■ Texto ■
# # #

Por Noé Pires

O Grupo Jaguaribe Carne de Estudos, fundado em 1974 na cidade de João Pessoa, Paraíba, é muito mais do que um movimento artístico-cultural; é uma verdadeira força de resistência e renovação no cenário cultural brasileiro. Fundado pelos irmãos Pedro Osmar e Paulo Ró, o grupo já atravessou mais de quatro décadas de atuação, deixando um impacto profundo na música, poesia, artes plásticas e muito mais.

O Jaguaribe Carne é conhecido por seu compromisso com o que eles chamam de “guerrilha cultural”. Essa abordagem abraça a produção artística em diversas linguagens, indo muito além da música. O grupo não apenas cria obras inovadoras, mas também se envolve diretamente em projetos sociais, culturais e educacionais que impactam positivamente a comunidade. Eles acreditam que a cultura não deve ser algo distante, mas sim uma força transformadora que todos podem vivenciar e participar.

A trajetória do Grupo Jaguaribe Carne é marcada por uma série de aspectos distintivos. Inicia-se com a biografia dos irmãos fundadores, Pedro Osmar e Paulo Ró, cujas jornadas pessoais se entrelaçam com a história do grupo. O início das atividades do Jaguaribe Carne representou um marco na cena cultural da Paraíba e do Brasil, desafiando as convenções estabelecidas.

O período em que o Jaguaribe Carne surgiu coincidiu com os anos de regime militar no Brasil. Nesse contexto, o grupo desempenhou um papel importante como voz de resistência, oferecendo uma alternativa cultural que desafia o status que se tornava um farol para aqueles que buscavam expressar-se livremente. Eles enfrentaram censura e repressão, mas nunca deixaram de criar e se expressar.

# # #

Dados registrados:
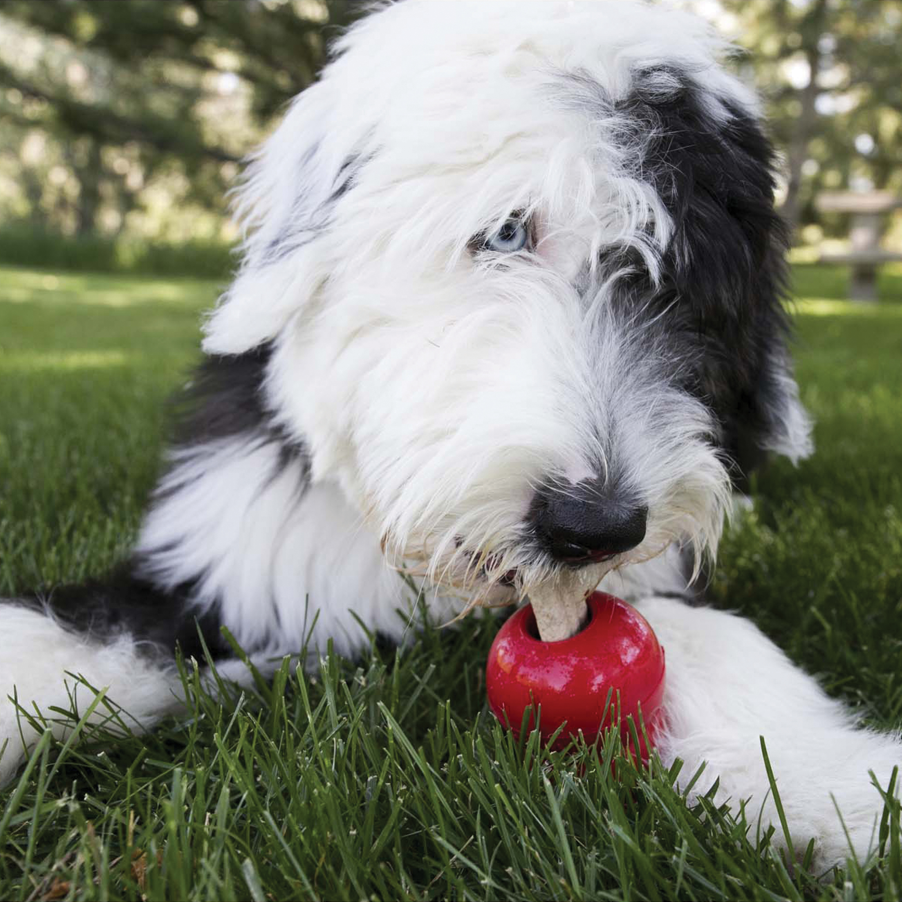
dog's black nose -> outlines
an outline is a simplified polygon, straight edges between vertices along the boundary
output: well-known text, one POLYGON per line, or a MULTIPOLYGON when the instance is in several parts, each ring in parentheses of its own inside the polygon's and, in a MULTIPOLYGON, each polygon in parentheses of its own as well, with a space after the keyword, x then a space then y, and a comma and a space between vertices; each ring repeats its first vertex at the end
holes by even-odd
POLYGON ((645 538, 649 509, 612 498, 598 483, 541 490, 530 518, 542 548, 556 561, 582 566, 636 548, 645 538))

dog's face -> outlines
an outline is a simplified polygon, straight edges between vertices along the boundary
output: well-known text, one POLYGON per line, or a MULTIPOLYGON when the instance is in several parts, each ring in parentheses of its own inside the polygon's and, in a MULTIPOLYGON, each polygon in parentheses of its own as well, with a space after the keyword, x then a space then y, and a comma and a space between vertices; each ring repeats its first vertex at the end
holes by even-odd
POLYGON ((392 561, 589 584, 713 546, 750 453, 807 452, 770 150, 715 50, 634 4, 407 0, 264 147, 207 347, 272 343, 275 416, 392 561))

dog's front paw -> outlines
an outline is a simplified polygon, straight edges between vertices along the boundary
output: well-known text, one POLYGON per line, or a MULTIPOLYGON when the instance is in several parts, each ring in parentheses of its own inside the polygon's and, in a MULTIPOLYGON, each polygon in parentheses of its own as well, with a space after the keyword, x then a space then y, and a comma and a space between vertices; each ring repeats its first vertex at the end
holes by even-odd
MULTIPOLYGON (((843 706, 795 667, 754 624, 669 598, 643 600, 667 653, 669 733, 660 750, 681 759, 681 779, 704 765, 704 792, 719 780, 718 804, 745 804, 750 829, 773 826, 801 857, 815 840, 815 869, 863 861, 877 846, 893 770, 902 770, 897 736, 861 730, 843 706), (768 773, 789 829, 783 835, 768 773)), ((899 792, 897 778, 893 792, 899 792)))
POLYGON ((46 729, 70 733, 75 722, 60 710, 142 730, 182 704, 174 668, 155 665, 126 633, 102 642, 12 602, 0 602, 0 633, 14 637, 0 656, 0 786, 46 729))

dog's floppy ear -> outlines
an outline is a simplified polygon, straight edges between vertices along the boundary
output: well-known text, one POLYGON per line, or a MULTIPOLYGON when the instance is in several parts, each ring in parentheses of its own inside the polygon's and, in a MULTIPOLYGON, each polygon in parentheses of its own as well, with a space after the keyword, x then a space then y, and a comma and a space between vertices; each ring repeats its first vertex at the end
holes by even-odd
POLYGON ((235 194, 242 264, 206 324, 204 350, 243 354, 271 341, 327 276, 323 239, 355 172, 345 133, 328 127, 331 85, 295 98, 235 194))
POLYGON ((753 102, 729 79, 712 92, 653 67, 637 74, 618 106, 644 136, 642 177, 672 218, 662 261, 667 297, 681 299, 686 327, 698 330, 694 391, 717 417, 737 483, 767 451, 807 456, 811 425, 782 302, 787 230, 774 209, 773 149, 753 102))

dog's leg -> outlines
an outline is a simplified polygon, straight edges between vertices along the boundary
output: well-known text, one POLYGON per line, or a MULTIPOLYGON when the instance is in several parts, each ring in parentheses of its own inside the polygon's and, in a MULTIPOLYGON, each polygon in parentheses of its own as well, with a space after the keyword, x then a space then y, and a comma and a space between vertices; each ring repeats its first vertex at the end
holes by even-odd
MULTIPOLYGON (((123 632, 99 641, 70 631, 35 607, 0 604, 0 786, 14 774, 40 736, 14 703, 32 715, 40 712, 53 734, 70 729, 68 718, 53 708, 80 716, 96 700, 90 688, 104 693, 89 722, 112 721, 113 712, 130 728, 142 731, 181 706, 181 685, 171 663, 157 664, 140 643, 123 632), (119 707, 123 711, 118 713, 119 707)), ((171 658, 170 658, 171 662, 171 658)))
POLYGON ((57 738, 72 723, 54 708, 81 717, 92 704, 87 723, 146 731, 184 706, 177 646, 202 663, 208 652, 226 666, 226 678, 248 678, 244 666, 235 667, 240 662, 227 660, 231 647, 215 612, 198 612, 187 590, 161 590, 133 569, 126 565, 105 582, 61 586, 46 596, 0 600, 0 750, 6 745, 0 785, 43 729, 22 711, 45 721, 57 738))
POLYGON ((667 655, 670 732, 660 750, 667 763, 683 759, 680 780, 707 762, 696 792, 720 778, 719 802, 729 799, 736 809, 750 800, 752 829, 760 813, 762 826, 772 824, 781 834, 763 736, 796 854, 813 837, 818 865, 844 863, 844 822, 863 861, 876 845, 883 809, 869 770, 885 789, 893 768, 902 769, 898 737, 856 728, 842 705, 748 620, 670 598, 645 599, 637 608, 667 655))

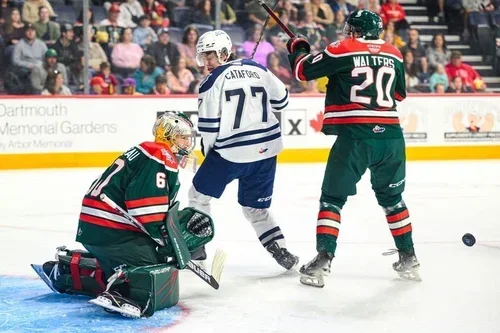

# # #

■ Exercício proposto ■
Prossiga o texto sobre o Grupo Jaguaribe Carne a partir da última frase apresentada.

■ Resposta do exercício ■
O movimento Jaguaribe Carne não estava isolado; ele fazia parte de uma cena cultural mais ampla que incluía os “alternativos”, o movimento do “desbunde” e a Tropicália. Eles dialogam com esses movimentos, compartilhando ideias e inspirações enquanto mantinham sua identidade única.

A música do Jaguaribe Carne é uma fusão única de influências, incorporando elementos do nordeste brasileiro com experimentações ousadas. Esse hibridismo musical é uma ferramenta teórica essencial para entender sua obra. Composições presentes no LP Jaguaribe Carne Instrumental e no CD Vem no Vento são exemplos notáveis dessa fusão, desafiando as fronteiras musicais convencionais.

Em uma entrevista exclusiva para o S.O.M (Sistema Operacional da Música), o canal de música da Mídia NINJA, Paulo Ró (@paulorooficial), um dos fundadores do Grupo Jaguaribe Carne de Estudos, compartilhou insights valiosos sobre os avanços e desafios enfrentados pelo movimento ao longo de sua história. Ele destacou a importância fundamental do movimento em um contexto marcado pela ditadura militar no Brasil.

Paulo Ró iniciou a entrevista abordando o contexto histórico em que o Grupo Jaguaribe Carne emergiu. Ele enfatizou que a ditadura militar no Brasil foi um período de repressão e censura, no qual as expressões artísticas e culturais estavam sob escrutínio constante. Nesse cenário, o Jaguaribe Carne surgiu como uma vanguarda cultural, desafiando as normas e ousando expressar sua criatividade de maneiras não convencionais. 

“Nós nunca deixamos de compor, de fazer música seja ela com letra ou instrumental por causa da censura, a gente sempre fazia, claro que tivemos muitas músicas que foram censuradas, as pessoas da censura na época da ditadura, eles vinham atrás mesmo procurar saber que música era aquela e diziam que não podia fazer, não podia fazer aquela frase, aquela letra, “o que é que vocês tão querendo com isso?” essas coisas de ditadura mesmo, sabe? Eu inclusive tive um show que todas as letras do show foram censuradas. Um detalhe é que os camaradas só liberava as músicas no dia do show, e aí você não tinha mais o que fazer ou você fazia o show ou você não fazia o show. Esse show se transformou num show de música experimental eu dizia o título da música, e a gente fazia um som improvisado uma coisa que teve que ser experimental na hora. Então foi muito difícil, e é muito difícil, as pessoas não têm noção do que é uma ditadura militar e fica dizendo que quer que volte a ditadura, eles não sabem nem o que é uma ditadura, mas como dizia aquele personagem de Chico Anísio: “a ignorância que atravanca o progresso”, comenta Paulo Ró.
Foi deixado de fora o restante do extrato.